### Exercise requirements
Collect every line in the records below that contains the string "cyclist" and copy each one out. Letter case counts.

[Dataset entries]

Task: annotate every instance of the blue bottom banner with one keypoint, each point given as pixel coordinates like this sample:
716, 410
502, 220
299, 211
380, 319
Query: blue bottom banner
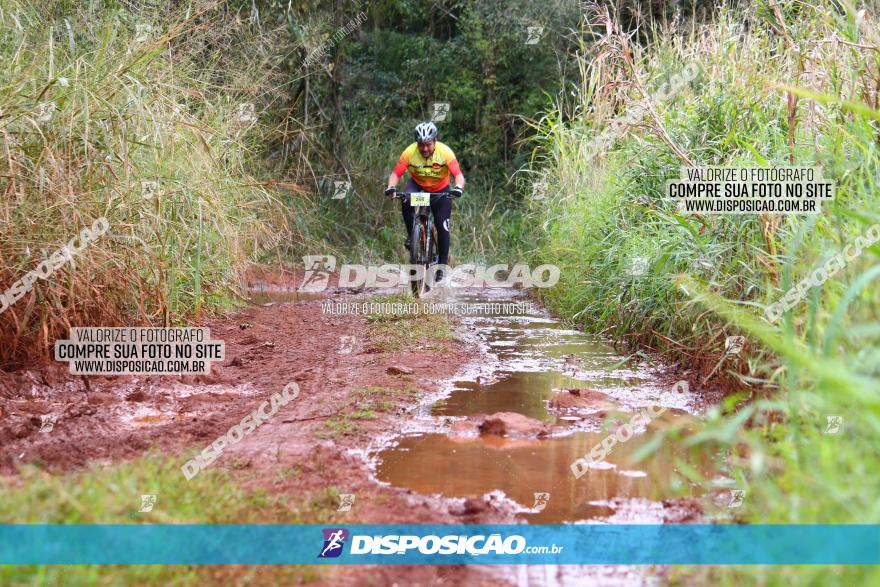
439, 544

--

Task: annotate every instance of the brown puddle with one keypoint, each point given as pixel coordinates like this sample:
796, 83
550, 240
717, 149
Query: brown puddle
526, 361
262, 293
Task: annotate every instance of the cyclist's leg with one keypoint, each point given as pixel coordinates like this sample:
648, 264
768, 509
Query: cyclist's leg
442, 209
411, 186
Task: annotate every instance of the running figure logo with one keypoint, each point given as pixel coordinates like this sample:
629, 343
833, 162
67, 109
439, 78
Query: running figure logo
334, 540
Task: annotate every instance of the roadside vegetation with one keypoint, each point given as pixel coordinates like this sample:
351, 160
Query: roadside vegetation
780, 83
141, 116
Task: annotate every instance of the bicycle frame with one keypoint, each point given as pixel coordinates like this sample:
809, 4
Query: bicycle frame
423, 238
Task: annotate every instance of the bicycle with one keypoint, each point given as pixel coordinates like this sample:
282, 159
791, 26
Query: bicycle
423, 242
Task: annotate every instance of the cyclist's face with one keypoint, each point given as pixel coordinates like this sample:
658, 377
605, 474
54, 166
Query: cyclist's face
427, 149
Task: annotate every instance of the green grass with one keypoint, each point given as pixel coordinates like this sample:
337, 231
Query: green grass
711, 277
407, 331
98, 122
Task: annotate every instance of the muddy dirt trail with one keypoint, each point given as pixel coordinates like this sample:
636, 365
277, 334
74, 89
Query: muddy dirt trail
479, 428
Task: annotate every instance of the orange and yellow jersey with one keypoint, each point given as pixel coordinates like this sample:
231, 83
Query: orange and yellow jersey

### Reply
Task: annotate every instance of the cyclist's leg with one keypoint, each point given as pixel coordinates like this sample:
Query: cyclist's leg
Task: annotate every instance of the cyclist's face with one keypoint, each point given as pixel coordinates like this sample:
Query: cyclist's face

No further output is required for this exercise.